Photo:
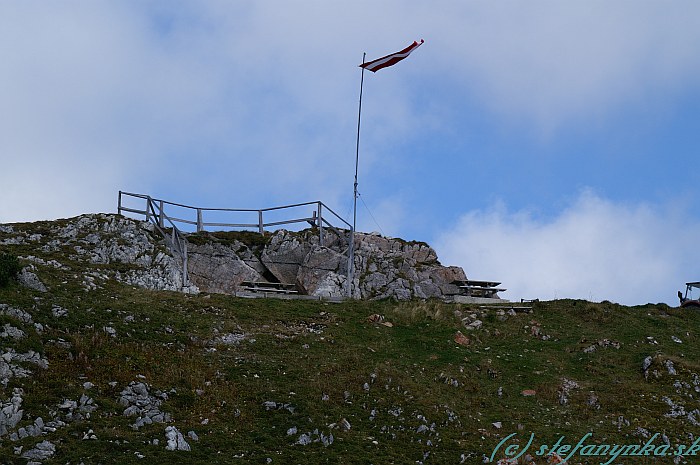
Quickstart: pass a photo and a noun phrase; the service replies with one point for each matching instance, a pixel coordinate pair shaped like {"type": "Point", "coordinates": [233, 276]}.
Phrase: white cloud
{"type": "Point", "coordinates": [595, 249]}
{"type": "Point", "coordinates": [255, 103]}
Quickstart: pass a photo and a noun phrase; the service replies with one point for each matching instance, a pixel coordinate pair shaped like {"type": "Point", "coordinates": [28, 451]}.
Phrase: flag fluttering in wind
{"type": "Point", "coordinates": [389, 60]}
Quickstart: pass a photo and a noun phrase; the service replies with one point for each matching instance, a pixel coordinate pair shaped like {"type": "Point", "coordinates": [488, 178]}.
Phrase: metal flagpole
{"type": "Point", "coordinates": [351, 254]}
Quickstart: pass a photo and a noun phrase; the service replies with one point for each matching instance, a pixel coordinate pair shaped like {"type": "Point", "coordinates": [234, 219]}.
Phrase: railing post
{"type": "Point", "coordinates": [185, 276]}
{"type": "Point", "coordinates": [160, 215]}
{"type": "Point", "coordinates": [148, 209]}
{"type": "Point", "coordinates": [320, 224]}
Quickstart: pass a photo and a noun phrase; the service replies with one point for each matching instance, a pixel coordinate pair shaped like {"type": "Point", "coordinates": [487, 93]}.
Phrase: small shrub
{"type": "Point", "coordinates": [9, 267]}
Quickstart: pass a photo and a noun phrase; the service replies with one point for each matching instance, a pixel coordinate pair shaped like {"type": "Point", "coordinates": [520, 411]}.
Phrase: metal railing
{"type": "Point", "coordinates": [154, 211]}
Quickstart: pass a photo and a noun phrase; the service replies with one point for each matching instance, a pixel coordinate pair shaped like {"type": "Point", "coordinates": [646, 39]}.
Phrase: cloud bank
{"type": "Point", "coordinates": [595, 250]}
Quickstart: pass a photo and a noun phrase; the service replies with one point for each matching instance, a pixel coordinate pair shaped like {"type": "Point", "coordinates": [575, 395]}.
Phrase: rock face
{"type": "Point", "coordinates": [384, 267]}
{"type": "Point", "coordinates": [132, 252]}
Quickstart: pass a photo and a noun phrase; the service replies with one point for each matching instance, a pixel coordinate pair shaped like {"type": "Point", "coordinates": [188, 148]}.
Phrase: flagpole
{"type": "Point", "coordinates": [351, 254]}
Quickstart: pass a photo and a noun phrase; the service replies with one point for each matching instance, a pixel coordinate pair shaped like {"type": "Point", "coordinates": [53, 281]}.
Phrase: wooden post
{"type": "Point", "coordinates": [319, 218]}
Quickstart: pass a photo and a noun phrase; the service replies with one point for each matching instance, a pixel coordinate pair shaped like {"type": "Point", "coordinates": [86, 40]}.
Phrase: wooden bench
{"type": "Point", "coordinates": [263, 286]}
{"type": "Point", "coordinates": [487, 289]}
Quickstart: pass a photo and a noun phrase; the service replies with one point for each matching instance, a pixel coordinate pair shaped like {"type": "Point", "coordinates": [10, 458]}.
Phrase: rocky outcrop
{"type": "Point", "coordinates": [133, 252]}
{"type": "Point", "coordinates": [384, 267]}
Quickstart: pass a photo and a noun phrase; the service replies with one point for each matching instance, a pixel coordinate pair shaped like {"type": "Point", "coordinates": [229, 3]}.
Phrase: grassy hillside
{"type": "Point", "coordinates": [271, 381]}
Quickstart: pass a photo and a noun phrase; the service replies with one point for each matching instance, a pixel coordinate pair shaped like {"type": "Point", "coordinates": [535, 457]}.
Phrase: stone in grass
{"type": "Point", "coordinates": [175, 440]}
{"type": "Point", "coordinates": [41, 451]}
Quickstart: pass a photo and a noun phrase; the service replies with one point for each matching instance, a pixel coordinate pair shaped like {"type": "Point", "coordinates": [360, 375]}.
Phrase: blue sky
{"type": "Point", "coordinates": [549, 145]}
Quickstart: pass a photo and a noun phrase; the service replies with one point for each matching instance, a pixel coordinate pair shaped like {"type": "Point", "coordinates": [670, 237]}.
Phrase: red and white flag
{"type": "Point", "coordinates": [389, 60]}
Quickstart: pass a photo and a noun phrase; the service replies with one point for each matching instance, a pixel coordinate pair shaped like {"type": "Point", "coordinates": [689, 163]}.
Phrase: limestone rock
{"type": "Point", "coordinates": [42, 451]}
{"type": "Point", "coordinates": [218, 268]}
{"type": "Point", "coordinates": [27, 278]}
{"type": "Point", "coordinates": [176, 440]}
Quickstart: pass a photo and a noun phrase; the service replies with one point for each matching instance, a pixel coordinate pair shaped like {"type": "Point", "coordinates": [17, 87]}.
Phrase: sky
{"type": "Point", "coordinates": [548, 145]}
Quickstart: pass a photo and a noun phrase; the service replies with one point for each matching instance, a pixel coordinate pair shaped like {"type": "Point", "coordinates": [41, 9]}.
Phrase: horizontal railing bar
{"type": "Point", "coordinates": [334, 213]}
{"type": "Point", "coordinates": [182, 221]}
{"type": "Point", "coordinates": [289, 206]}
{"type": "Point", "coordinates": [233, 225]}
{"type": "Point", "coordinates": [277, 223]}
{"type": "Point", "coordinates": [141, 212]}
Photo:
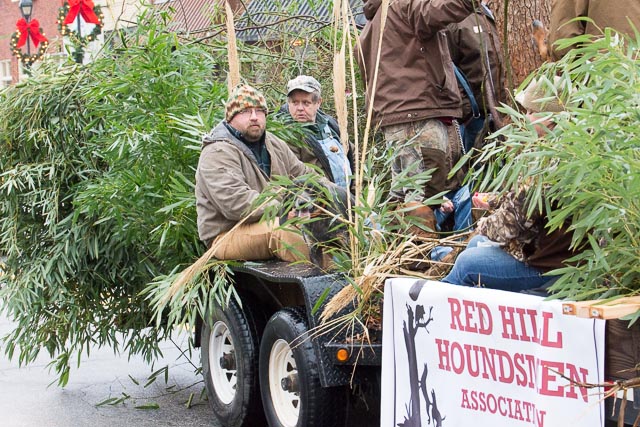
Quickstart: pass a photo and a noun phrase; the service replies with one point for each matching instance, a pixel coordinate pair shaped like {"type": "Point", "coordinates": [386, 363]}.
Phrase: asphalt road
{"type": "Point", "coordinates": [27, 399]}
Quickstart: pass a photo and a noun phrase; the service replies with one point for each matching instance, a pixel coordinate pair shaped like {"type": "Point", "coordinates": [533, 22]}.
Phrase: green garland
******************************
_WORK TO BE COMPLETED_:
Which rows above contain the word "wooden"? Copy each of those rows in full.

_EXERCISE OUTPUT_:
Phrase: wooden post
Phrase: wooden bench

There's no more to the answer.